LESETEXT:
Günter Eichberger
HIRN OHNE GRENZEN
ISBN: 978-3-85415-564-5104 Seiten, brosch., erschienen 2017
Ein Gehirn bildet bislang ungeahnte Zentren und dehnt sich bis zur Größe des Universums aus: Kopf und Weltall sind identisch. In Gang gesetzt werden solcherlei Gedankenexperimente in Günter Eichbergers „Hirn ohne Grenzen“ von einem Ich, das sich selbst in jedem Satz neu entwirft. Im Zwiegespräch mit sich selbst durchstreift diese fluktuierende Erzählinstanz bekannte und unerschlossene Gebiete heutiger Kognitions- und Neurowissenschaften: Was ist Bewusstsein und wie kommt es zustande? Wer spricht, wenn jemand „Ich“ sagt? Wie verhalten sich mentale Prozesse und neurologische Messdaten zueinander? Und welche Rolle spielt die Sprache bei der Kognition? Bei so viel Aporie zieht es Eichbergers Spielfigur vor, doch lieber mit dem „Darmhirn“ zu denken…
In ausschweifenden Phantasien ruft der Autor erkenntnistheoretische Modelle und solche aus der Gehirnforschung auf, die er im Wörtlichnehmen ihrer Sprachbilder zerstieben lässt. In einem Furioso an paradoxen Aphorismen, vorgeblichen Kindereien und echten Geistesblitzen findet ein ungezügeltes dichterisches Denken seinen unverwechselbaren Ausdruck: Selten wird die Unzulänglichkeit sprachlicher Weltaneignung derart pointiert zur Sprache gebracht.

ROHDATEN:
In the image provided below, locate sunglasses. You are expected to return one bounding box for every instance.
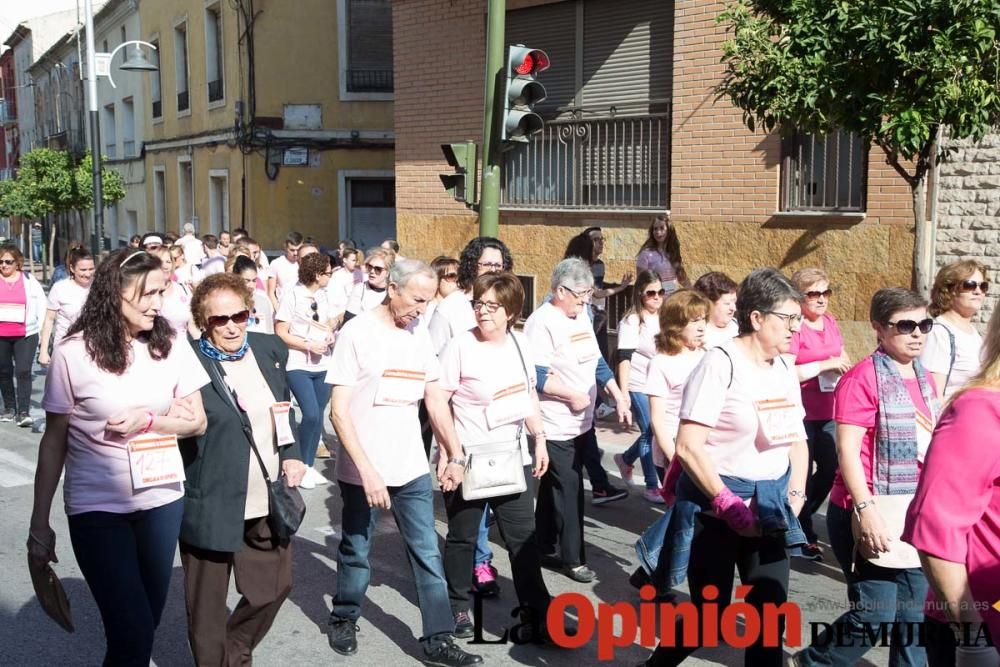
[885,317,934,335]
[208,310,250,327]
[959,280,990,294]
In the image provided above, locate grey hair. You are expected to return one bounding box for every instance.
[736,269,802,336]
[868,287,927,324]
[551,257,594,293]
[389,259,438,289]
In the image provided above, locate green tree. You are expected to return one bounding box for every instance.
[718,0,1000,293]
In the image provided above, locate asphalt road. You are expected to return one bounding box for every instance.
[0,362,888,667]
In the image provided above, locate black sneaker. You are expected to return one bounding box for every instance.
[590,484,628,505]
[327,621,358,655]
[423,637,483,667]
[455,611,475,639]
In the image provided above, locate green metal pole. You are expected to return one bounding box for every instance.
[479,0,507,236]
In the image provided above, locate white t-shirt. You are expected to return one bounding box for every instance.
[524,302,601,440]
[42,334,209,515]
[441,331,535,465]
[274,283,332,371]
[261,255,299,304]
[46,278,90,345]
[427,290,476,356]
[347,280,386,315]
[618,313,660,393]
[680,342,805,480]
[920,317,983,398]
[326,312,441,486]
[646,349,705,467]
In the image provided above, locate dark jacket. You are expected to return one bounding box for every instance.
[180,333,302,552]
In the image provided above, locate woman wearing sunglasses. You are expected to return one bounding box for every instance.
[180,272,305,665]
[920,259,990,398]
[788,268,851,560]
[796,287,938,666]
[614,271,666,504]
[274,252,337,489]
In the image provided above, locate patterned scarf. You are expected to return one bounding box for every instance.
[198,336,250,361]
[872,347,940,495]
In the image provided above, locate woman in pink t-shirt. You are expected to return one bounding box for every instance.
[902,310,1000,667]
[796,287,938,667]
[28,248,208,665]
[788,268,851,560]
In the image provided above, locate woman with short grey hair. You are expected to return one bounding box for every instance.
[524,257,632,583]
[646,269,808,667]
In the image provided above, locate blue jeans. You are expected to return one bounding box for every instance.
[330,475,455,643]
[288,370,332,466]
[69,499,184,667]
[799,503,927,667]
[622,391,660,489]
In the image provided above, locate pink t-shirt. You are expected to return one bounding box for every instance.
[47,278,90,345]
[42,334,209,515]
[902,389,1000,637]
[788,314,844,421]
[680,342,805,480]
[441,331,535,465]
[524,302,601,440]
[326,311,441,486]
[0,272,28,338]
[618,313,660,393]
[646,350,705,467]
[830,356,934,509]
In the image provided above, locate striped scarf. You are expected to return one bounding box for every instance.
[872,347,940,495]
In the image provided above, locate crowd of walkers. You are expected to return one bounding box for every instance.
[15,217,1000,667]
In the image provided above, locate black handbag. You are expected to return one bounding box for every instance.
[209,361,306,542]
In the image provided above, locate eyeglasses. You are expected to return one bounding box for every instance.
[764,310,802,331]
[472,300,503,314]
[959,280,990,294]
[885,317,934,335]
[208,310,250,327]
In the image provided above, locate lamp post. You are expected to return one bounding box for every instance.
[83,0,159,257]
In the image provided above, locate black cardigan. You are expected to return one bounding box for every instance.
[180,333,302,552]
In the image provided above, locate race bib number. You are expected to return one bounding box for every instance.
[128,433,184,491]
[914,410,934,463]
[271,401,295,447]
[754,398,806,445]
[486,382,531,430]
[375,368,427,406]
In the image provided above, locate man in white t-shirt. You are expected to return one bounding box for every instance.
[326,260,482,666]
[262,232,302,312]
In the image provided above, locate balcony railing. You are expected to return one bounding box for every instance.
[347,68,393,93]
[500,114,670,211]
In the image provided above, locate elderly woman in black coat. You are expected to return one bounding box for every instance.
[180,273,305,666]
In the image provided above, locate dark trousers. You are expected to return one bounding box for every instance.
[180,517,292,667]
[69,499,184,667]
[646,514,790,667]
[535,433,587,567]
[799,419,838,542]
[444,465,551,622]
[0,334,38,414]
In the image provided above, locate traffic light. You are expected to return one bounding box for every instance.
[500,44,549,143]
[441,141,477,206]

WAS ZU TUN IST:
a. Womit zieht es Eichbergers Spielfigur laut dem Lesetext vor, lieber zu denken?
b. Nenne alle Fragen, die der Lesetext aus den Gebieten der Kognitions- und Neurowissenschaften anführt.
c. Fasse den Lesetext in zwei Sätzen zusammen.
Die Einträge spielen hierfür keine Rolle.

DIE LÖSUNGEN:
a. Mit dem „Darmhirn“.

b.
- Was ist Bewusstsein und wie kommt es zustande?
- Wer spricht, wenn jemand „Ich“ sagt?
- Wie verhalten sich mentale Prozesse und neurologische Messdaten zueinander?
- Welche Rolle spielt die Sprache bei der Kognition?

c. In Günter Eichbergers „Hirn ohne Grenzen“ entwirft sich ein Ich in jedem Satz neu und durchstreift im Zwiegespräch mit sich selbst Fragen der Kognitions- und Neurowissenschaften, etwa nach dem Bewusstsein und der Rolle der Sprache. Der Autor lässt erkenntnistheoretische Modelle und solche der Gehirnforschung zerstieben, indem er ihre Sprachbilder wörtlich nimmt, und bringt so die Unzulänglichkeit sprachlicher Weltaneignung pointiert zur Sprache.